(Pointing dataset excerpts)
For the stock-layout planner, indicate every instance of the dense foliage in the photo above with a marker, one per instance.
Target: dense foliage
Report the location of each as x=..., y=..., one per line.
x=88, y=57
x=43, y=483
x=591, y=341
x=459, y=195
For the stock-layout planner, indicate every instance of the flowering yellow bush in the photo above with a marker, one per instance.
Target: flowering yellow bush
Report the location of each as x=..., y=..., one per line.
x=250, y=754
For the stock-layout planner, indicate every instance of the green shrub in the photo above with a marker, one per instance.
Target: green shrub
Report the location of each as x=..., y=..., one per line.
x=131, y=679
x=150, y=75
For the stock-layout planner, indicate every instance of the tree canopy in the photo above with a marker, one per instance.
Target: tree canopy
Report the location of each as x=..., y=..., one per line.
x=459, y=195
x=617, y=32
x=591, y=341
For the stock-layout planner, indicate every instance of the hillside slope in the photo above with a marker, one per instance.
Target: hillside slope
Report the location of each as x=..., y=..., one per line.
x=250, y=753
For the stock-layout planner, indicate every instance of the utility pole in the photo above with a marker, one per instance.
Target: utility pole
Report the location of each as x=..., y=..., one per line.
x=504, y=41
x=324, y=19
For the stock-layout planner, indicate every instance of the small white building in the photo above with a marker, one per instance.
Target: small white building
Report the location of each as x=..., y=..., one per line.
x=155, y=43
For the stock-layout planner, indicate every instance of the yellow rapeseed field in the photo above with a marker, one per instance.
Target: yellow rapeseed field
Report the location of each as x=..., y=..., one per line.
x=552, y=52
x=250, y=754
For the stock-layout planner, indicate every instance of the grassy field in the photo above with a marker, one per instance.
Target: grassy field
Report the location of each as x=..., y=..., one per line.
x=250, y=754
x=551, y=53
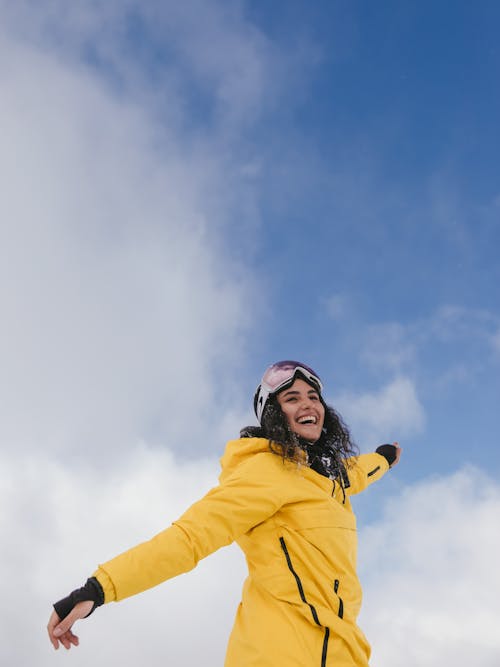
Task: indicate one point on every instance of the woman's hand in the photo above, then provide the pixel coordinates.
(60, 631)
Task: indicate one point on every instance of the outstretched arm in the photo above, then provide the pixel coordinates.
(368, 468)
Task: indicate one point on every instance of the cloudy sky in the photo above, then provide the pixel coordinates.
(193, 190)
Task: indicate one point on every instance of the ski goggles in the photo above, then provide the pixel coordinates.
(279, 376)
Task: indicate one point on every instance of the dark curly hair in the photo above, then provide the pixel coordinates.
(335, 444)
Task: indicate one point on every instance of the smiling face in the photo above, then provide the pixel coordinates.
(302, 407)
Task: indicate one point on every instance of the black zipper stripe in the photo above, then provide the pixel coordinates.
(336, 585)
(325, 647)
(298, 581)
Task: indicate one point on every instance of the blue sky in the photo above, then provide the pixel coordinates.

_INSTRUCTION_
Quote all the lines above exactly as given. Do not include the pictures.

_REPLY_
For the stock-layout planner, indicate every instance of the dense foliage in the photo above with a marker, one per instance.
Target: dense foliage
Report the location of each as x=..., y=..., one per line.
x=88, y=57
x=43, y=483
x=591, y=341
x=459, y=195
For the stock-layout planner, indicate every instance of the flowering yellow bush in the photo above with a marker, one per instance.
Target: flowering yellow bush
Report the location of each as x=..., y=..., one per line.
x=250, y=754
For the stock-layout planner, indicate every instance of the green shrub in the photo above with a marker, one per instance.
Target: green shrub
Report the location of each as x=..., y=..., one per line.
x=131, y=679
x=150, y=75
For the stock-layout planner, indicate every instance of the tree canopy in the photo above with a marker, one per instance.
Target: tree canopy
Report the location of each as x=..., y=..., one per line.
x=459, y=195
x=617, y=32
x=591, y=341
For the stock-layout planner, indicate every instance of the hillside slope in the photo above with a marker, one per instance.
Target: hillside slope
Report the location of each as x=..., y=..., one per line.
x=250, y=753
For the stock-layout planner, indicate every instance of the utility pole in the photo above with a marker, one per instance.
Target: utility pole
Report the location of each as x=..., y=..., one per line.
x=504, y=41
x=324, y=19
For the stock-layout planner, indicate every instance of the small white building in the photo above with a marker, one per instance.
Target: small white building
Report the location of each as x=..., y=..., one per line.
x=155, y=43
For the stock-layout planner, indicate every instance of the yellow rapeseed field in the photo above with a marker, one per instance.
Target: yellow rapeseed field
Report the location of each as x=..., y=..., one per line.
x=552, y=52
x=250, y=754
For the stock-layout planner, indicate every instance of the grassy field in the photo above with a marker, one per instance.
Target: grassy field
Report the location of each as x=..., y=..., one per line.
x=250, y=754
x=551, y=53
Task: indicate one point on every instance of the woman's hand in the photo above, then provide the pixel coordinates.
(60, 631)
Task: indicate one point on every instance of the outstretched arm in the photo above, then provide the pixel coordinates.
(368, 468)
Task: indicate one point on every instance of the cloudy sky in the photo above, then provide the pixel coordinates.
(193, 190)
Task: indicate one point on every instance of the ski goggles in the photo above, then provide the pixel coordinates.
(279, 376)
Task: indicate one point on every instance of the dark curly hair in the photo above, then provide the pixel coordinates.
(335, 444)
Task: indicate one point on every instance of the smiling face in the photo above, then provide the pixel coordinates.
(302, 407)
Task: indicate one point on every instance of the black zipper stripe in the photo above, then provide the pixel coordinates.
(336, 585)
(325, 647)
(298, 581)
Task: indicate one point on every instance of the blue sky in the photo above, then provide the pixel coordinates.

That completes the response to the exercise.